= Exercise requirements =
Extract every line of the material below and reproduce it faithfully.

━━ Record extracts

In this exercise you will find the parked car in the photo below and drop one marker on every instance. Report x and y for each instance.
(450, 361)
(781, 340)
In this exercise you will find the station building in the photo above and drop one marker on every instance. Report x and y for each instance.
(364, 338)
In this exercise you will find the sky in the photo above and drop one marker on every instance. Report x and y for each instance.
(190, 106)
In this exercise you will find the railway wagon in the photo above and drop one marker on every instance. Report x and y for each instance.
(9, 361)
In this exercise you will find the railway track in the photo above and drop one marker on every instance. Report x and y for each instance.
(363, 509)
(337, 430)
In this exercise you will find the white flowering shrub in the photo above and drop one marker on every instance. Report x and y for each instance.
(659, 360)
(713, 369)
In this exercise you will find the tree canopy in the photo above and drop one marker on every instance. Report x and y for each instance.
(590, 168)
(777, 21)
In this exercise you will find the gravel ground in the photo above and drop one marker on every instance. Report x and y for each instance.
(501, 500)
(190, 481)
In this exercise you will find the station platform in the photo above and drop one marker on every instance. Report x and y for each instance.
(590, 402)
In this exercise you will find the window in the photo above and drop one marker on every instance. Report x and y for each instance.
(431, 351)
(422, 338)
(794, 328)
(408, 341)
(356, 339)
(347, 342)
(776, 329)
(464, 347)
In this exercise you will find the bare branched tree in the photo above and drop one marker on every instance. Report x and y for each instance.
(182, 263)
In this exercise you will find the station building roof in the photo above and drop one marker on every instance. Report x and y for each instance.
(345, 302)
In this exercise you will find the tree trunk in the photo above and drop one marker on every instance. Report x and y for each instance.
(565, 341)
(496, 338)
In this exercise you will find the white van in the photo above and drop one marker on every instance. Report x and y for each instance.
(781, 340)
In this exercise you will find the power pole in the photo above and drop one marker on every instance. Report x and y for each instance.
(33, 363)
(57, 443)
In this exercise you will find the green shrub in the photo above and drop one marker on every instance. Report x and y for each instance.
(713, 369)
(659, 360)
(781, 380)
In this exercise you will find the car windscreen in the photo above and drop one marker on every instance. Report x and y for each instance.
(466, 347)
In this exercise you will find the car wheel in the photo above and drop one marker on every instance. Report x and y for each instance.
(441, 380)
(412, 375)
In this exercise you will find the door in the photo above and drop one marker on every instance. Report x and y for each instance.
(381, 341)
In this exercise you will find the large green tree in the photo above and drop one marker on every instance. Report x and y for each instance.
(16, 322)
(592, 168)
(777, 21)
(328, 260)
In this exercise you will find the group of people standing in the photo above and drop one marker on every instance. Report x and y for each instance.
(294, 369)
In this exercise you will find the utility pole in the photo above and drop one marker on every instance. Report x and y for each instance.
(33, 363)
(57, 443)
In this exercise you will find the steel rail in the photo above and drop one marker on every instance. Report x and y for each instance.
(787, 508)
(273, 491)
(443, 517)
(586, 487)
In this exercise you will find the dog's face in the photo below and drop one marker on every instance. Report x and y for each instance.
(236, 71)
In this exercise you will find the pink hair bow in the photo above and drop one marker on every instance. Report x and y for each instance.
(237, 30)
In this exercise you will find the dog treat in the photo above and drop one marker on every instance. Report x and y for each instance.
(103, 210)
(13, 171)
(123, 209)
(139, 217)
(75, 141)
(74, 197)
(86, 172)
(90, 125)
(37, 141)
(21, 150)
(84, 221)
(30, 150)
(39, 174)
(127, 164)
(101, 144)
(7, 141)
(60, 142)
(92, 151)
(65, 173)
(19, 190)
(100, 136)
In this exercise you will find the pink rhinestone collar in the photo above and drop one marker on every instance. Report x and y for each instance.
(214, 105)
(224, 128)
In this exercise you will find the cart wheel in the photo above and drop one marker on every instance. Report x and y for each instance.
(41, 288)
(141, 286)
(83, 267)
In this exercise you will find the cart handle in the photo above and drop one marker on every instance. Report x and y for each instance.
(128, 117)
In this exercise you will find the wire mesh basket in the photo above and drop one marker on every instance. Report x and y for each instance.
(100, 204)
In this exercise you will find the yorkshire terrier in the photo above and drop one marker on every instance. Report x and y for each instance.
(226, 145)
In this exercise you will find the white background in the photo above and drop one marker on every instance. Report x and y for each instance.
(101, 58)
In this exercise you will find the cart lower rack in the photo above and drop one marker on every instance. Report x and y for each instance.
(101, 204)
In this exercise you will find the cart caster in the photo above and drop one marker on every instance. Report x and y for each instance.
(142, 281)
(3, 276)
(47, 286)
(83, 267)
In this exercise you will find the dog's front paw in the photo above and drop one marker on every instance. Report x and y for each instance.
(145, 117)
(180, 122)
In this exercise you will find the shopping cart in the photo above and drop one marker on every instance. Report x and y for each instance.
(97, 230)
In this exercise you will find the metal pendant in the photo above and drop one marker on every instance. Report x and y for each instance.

━━━━

= Solution below =
In this exercise you will find the parked car in the photo below and drop one marker on every instance. Report x and y for each instance.
(450, 361)
(781, 340)
In this exercise you will find the station building in the photo above and drop one marker on every instance. Report x and y for each instance.
(364, 338)
In this exercise you will find the sky in the photo above and drop one marker on every instance. Report x and y for each instance.
(190, 106)
In this exercise you will find the railway wagon in the photo above and drop one marker on every instance. Report x and y for each instance.
(9, 361)
In this exercise you will find the railway track in the photo above and drop one marker on every instance. Report x and y for each instance.
(363, 509)
(337, 430)
In this exercise you will find the white flowering shrub in the photo above and drop one marker on every instance. Report x and y for each instance.
(659, 360)
(713, 369)
In this exercise you will find the tree canopy in the photo above and drop one marker on every instance. Report x and y for each instance.
(590, 168)
(777, 21)
In this exercise you will find the gravel ground in the photo above and drop one marker on every instance. Report x and y for each instance.
(501, 500)
(190, 481)
In this exercise you will find the station platform in the photo above and drop one marker on every instance. Report x and y for each instance.
(590, 402)
In this exercise you will find the window in the photo above and drop one marker on every instance. Report x and y for each instance.
(431, 351)
(422, 338)
(794, 328)
(408, 341)
(356, 339)
(347, 342)
(776, 329)
(464, 347)
In this exercise you will find the bare branched tree in the photo above and drop one marker on every instance. Report x and y for each instance.
(182, 263)
In this exercise you will find the station building roof in the photo above and drop one marker on every instance. Report x and y for each instance.
(345, 302)
In this exercise you will find the tree trunk in the photo above and drop one marker on every instance. Report x and y for each instance.
(565, 341)
(496, 338)
In this exercise you will find the white van in the photo above and drop one marker on every instance. Report x and y for each instance.
(781, 340)
In this exercise you will find the power pole in the photo above and drop one marker on every instance. Report x and y for each instance.
(33, 363)
(57, 443)
In this exercise you will find the green shrub in the photo above and drop one marker on every instance. Report x and y for each instance.
(713, 369)
(659, 360)
(781, 380)
In this exercise you will find the car windscreen in the photo above and drop one marker on every instance. Report x and y for each instance.
(466, 347)
In this exercise you will find the car wheel in the photo above and drop one marker on every instance. Report x and y for each instance.
(441, 380)
(412, 375)
In this exercise you will find the door in the photo above and drop one marker on every instance. Report x and y for each instance.
(381, 341)
In this exercise you will find the large green tree in the photo above and drop one marker on every instance. Report x and y for each instance.
(16, 322)
(592, 168)
(777, 21)
(328, 260)
In this exercise you will find the group of people standing in the photo above and drop one marker on every instance. Report x and y for each instance.
(294, 369)
In this exercise you will find the utility pole in the photo above and drop one marker on every instance. Report x and y for each instance.
(33, 363)
(57, 443)
In this exercise you will find the steel rail in the photo above and drop one marker on every instance. Report x and y for each instance.
(787, 508)
(273, 491)
(443, 517)
(586, 487)
In this exercise you will find the dog's face in the photo below and drop one marker on every instance. Report x and y for each instance.
(236, 71)
In this exercise you will find the pink hair bow in the photo above and drop one marker on every instance. Report x and y for each instance.
(237, 30)
In this exercise you will find the dog treat in the photo above and drop one marker on every instance. Report x and y for each instance.
(103, 210)
(13, 171)
(123, 209)
(139, 217)
(75, 141)
(74, 197)
(86, 172)
(90, 125)
(37, 141)
(21, 150)
(84, 221)
(30, 150)
(39, 174)
(127, 164)
(101, 144)
(7, 141)
(60, 142)
(92, 151)
(65, 173)
(19, 190)
(100, 136)
In this exercise you will find the pink rhinestone collar in the photo above and drop one marker on every instance. Report x and y for each instance.
(214, 105)
(224, 128)
In this exercise you will find the cart wheel in the photo above and drop one marker on every instance. Report x and y for each instance.
(41, 288)
(141, 286)
(83, 267)
In this exercise you will find the cart handle in the photo above and drop one marker on every instance. Report x and y for each instance.
(128, 117)
In this exercise you will find the wire mesh basket in the photo above and drop one marker on every instance. Report x and y for each instance.
(100, 204)
In this exercise you will find the yorkshire terrier in the photo above and drop one marker on every instance. Report x and y for each instance.
(226, 145)
In this exercise you will find the white background in the photo above and drop one marker on every instance. Report x and y for each instance.
(101, 58)
In this exercise you will find the cart lower rack in the photo above and drop one marker on every instance. Report x and y for each instance.
(101, 204)
In this exercise you will find the cart caster in the photo above and drop one marker on every instance. Report x and y for each instance.
(142, 281)
(3, 276)
(47, 286)
(83, 267)
In this exercise you will find the dog's front paw in the photo above and drop one marker on every instance. Report x and y for each instance.
(145, 117)
(180, 122)
In this exercise you will find the shopping cart in the photo above and drop one marker on every instance. Report x and y for each instance.
(97, 230)
In this exercise you will find the metal pendant in the photo above and drop one marker on every instance. Report x and y for each instance.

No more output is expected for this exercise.